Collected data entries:
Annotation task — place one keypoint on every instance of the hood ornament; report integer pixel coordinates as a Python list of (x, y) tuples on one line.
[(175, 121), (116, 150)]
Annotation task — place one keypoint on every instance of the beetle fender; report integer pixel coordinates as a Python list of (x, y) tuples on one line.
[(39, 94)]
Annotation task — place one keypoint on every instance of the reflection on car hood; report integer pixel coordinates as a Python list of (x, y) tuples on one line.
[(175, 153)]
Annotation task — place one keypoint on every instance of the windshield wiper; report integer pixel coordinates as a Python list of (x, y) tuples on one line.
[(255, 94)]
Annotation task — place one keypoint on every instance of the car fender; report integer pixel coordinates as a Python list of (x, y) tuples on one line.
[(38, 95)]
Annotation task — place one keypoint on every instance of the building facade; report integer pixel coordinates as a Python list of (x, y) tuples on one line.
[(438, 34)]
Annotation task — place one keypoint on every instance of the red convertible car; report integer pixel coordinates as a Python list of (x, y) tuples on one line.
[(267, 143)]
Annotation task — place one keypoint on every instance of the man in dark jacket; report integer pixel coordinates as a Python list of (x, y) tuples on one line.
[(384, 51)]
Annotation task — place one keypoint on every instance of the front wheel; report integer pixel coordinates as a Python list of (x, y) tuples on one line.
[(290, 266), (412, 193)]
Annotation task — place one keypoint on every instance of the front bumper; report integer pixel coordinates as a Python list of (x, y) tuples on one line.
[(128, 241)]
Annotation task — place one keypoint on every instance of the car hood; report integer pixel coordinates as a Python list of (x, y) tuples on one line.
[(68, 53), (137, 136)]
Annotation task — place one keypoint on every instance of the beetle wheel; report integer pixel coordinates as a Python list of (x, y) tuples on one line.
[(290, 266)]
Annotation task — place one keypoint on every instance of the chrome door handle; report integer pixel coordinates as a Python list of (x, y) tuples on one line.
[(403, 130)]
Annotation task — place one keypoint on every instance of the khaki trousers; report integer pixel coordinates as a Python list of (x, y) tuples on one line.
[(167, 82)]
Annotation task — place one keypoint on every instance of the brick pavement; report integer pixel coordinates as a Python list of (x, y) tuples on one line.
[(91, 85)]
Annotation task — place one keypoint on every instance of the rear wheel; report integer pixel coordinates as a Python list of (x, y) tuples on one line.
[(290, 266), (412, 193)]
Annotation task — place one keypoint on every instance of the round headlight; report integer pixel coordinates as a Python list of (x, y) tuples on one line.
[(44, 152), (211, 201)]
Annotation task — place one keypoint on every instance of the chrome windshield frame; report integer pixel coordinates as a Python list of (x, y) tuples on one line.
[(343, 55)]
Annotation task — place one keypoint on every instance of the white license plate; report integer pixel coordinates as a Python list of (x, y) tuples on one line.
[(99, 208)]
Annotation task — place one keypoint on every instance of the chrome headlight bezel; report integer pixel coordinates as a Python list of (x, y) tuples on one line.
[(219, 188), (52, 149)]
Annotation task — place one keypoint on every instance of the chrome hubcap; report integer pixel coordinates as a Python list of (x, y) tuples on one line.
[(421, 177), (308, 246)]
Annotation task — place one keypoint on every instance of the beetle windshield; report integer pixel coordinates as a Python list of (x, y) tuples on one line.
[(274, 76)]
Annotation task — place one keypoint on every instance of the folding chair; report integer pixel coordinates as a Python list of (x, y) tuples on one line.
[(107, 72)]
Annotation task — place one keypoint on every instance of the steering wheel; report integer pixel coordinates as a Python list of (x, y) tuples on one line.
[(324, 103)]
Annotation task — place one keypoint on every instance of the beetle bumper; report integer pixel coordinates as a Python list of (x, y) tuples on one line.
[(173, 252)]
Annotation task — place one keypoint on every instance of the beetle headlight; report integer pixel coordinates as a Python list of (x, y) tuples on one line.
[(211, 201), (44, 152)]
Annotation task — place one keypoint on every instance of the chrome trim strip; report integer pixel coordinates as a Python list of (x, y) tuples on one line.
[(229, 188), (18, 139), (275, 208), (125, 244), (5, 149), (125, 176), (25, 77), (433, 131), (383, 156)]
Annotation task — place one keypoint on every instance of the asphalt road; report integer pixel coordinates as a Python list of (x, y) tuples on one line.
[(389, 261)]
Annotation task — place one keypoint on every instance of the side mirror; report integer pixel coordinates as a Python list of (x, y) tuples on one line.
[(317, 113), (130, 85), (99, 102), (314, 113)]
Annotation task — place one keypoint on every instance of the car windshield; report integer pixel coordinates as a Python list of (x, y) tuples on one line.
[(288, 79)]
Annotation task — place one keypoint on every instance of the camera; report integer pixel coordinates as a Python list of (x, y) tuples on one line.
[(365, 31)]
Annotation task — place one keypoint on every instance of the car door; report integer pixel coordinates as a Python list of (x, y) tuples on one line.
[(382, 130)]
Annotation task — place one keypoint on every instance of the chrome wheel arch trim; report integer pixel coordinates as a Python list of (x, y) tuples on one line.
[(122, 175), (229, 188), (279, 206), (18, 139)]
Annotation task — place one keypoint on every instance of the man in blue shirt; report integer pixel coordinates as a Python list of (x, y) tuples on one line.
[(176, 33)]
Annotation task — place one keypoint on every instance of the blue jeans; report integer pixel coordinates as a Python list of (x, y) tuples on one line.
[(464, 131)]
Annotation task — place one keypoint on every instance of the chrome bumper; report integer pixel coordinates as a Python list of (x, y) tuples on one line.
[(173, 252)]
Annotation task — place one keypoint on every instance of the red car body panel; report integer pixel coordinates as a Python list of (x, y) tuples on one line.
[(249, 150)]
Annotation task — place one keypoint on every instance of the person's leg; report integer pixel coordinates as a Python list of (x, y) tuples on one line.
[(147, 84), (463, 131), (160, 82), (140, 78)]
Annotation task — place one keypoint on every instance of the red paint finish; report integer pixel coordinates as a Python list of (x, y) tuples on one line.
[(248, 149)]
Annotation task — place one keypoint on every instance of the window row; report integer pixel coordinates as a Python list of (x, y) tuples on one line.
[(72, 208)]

> [Task]
Please output every entry above as a two-column CSV with the header row instruction,response and one row per entry. Put each value in a single quoted field, with any line breaks replaced by spaces.

> [Task solution]
instruction,response
"Annotation task — place one keypoint on every instance of the hood ornament; report integer pixel coordinates as a Python list of (x, y) tuples on one line.","[(175, 121), (116, 150)]"
"Annotation task — place one keypoint on every instance of the beetle fender; report integer pixel coordinates as a Python list of (x, y) tuples on one line.","[(39, 94)]"
"Annotation task — place one keypoint on every instance of the reflection on car hood; report integer pixel coordinates as a Python list of (x, y) tuples on one line.","[(175, 153)]"
"Annotation task — place one keypoint on every instance of the windshield wiper; report integer pixel coordinates as a Python list of (x, y) tuples on one line.","[(255, 94)]"
"Annotation task — place one keypoint on every instance of the car fender; report integer pixel coordinates as a Python list of (x, y) tuples on one line.","[(38, 95)]"
"Annotation task — place one keypoint on every instance of the building facade; report integer pixel coordinates as a Python list of (x, y) tuples on one line.","[(438, 34)]"
"Annotation task — place one keypoint on every instance of the red convertible car; report integer pixel coordinates as a Python list of (x, y) tuples on one line.","[(267, 143)]"
"Annotation task — place one keypoint on every instance of the man in dark jacket; report integer pixel coordinates as a Python list of (x, y) tuples on one line.","[(384, 51)]"
"Annotation task — place one keypoint on every instance of the front wheel; report integer pixel coordinates as a Python list of (x, y) tuples on one line.","[(290, 266), (412, 193)]"
"Annotation task — place one keypoint on every instance of the front bumper; report integer pixel coordinates as a Python list of (x, y) tuples on one line.","[(128, 241)]"
"Annotation task — place one keypoint on every instance of the car hood; report integer pixel coordinates as a Python list of (x, y) tuples on one line.","[(68, 53), (137, 136)]"
"Annotation task — place one keypoint on every instance of the beetle wheel; report integer pixel coordinates as a Python list of (x, y) tuples on one line.","[(290, 266)]"
"Annotation task — place one keypoint on every instance of the chrome door handle; report integer pixel coordinates as a Python list of (x, y) tuples on one line.","[(403, 130)]"
"Annotation task — place one keypoint on every instance of the khaki trousers; report integer pixel coordinates as a Python list of (x, y) tuples on one line.","[(167, 82)]"
"Annotation task — place one keypoint on every instance of the brick pavement; report integer pixel coordinates as a Python list of (x, y) tuples on one line.","[(91, 85)]"
"Annotation task — place one keypoint on every instance of the rear wheel; report integer pixel coordinates as a Python list of (x, y) tuples on one line.","[(290, 266), (412, 193)]"
"Annotation task — place one keypoint on every instance of the round headlight; report integer pixel coordinates as a Python list of (x, y) tuples on one line.","[(44, 152), (211, 201)]"
"Annotation task — place one keypoint on every instance of the chrome windshield frame; report integer pixel coordinates as a Python list of (x, y) tuples on one line.","[(343, 55)]"
"Annotation task — place one keypoint on every instance of the white license plate; report integer pixel coordinates as a Python list of (x, y) tuples on one line.","[(99, 208)]"
"Annotation task — place one keypoint on every instance of the chrome headlight bezel; report integer pixel coordinates as a Python list of (x, y) tuples on one line.","[(219, 188), (52, 149)]"
"Annotation task — place one keypoint on every instance of the chrome hubcap; report integer pixel coordinates as a Python list of (x, y) tuples on one line.","[(421, 177), (308, 246)]"
"Annotation task — place one keypoint on every instance of the beetle windshield; report integer pixel coordinates as a Python list of (x, y) tuples on one line.","[(274, 76)]"
"Annotation task — place one keypoint on every instance of the folding chair; report integer pixel coordinates as a Python list of (x, y) tuples on one line.","[(107, 72)]"
"Annotation task — place one keypoint on every instance of the steering wheel; report integer pixel coordinates as a Python list of (x, y) tuples on one line.","[(324, 103)]"
"Annotation task — place one keypoint on every instance of the beetle bumper; report integer pixel coordinates as a Python list of (x, y) tuples on one line.","[(173, 252)]"
"Annotation task — place one keypoint on every instance of the beetle headlight; report integer pixel coordinates as a Python list of (x, y) tuples on one line.","[(211, 201), (44, 152)]"
"Annotation task — place one keypoint on every instance of the chrome trim strip; report integer pixel coordinates as a Python list of (x, y) tuples on one line.","[(229, 188), (18, 139), (275, 208), (125, 244), (5, 149), (125, 176), (25, 77), (433, 131), (383, 156)]"
"Annotation task — place one keypoint on every instance of the asphalt road; report integer pixel coordinates as a Python list of (x, y) tuples on one line.","[(389, 261)]"
"Annotation task — place one keypoint on every instance of the side mirror; report integer pixel coordinates as a Python list of (x, y) tuples on one line.","[(317, 113), (130, 85), (99, 102), (314, 113)]"
"Annotation task — place one keypoint on every instance of the car windshield; report integer pixel coordinates as a Python list of (x, y) tuples on one line.","[(288, 79)]"
"Annotation task — place one keypoint on every instance of the camera; report integer pixel coordinates as a Python list of (x, y) tuples on one line.","[(365, 31)]"
"Annotation task — place one keypoint on every instance of the car door; report integer pixel coordinates as a Python list of (x, y) tuples on one line.","[(382, 130)]"
"Annotation task — place one keypoint on every instance of the chrome wheel arch trim; report integer pixel coordinates as a Python list of (x, y) tuples on one line.","[(122, 175), (229, 188), (279, 206), (18, 139)]"
"Annotation task — place one keypoint on every instance of the man in blue shirt; report integer pixel coordinates as a Python list of (x, y) tuples on one line.","[(176, 33)]"
"Annotation task — place one keypoint on every instance of the blue jeans; report integer pixel coordinates as a Python list of (x, y) tuples on one line.","[(464, 131)]"
"Annotation task — place one keypoint on every instance of the chrome bumper; report integer pixel coordinates as a Python list of (x, y) tuples on one line.","[(173, 252)]"
"Annotation task — place one keypoint on every instance of the red car body panel; report integer pixel coordinates as a Python list of (x, y) tuples on one line.","[(249, 150)]"
"Annotation task — place one keypoint on every instance of the person's leg; report integer pixel coordinates as a Python list of (x, y) tuples on one line.","[(147, 84), (463, 131), (160, 82), (140, 78)]"
"Annotation task — place one keypoint on every instance of the red paint finish; report integer pixel coordinates as a Python list of (x, y) tuples on one line.","[(248, 149)]"
"Annotation task — place one keypoint on every instance of the window row; report integer pixel coordinates as a Python list of (x, y) tuples on one line.","[(72, 208)]"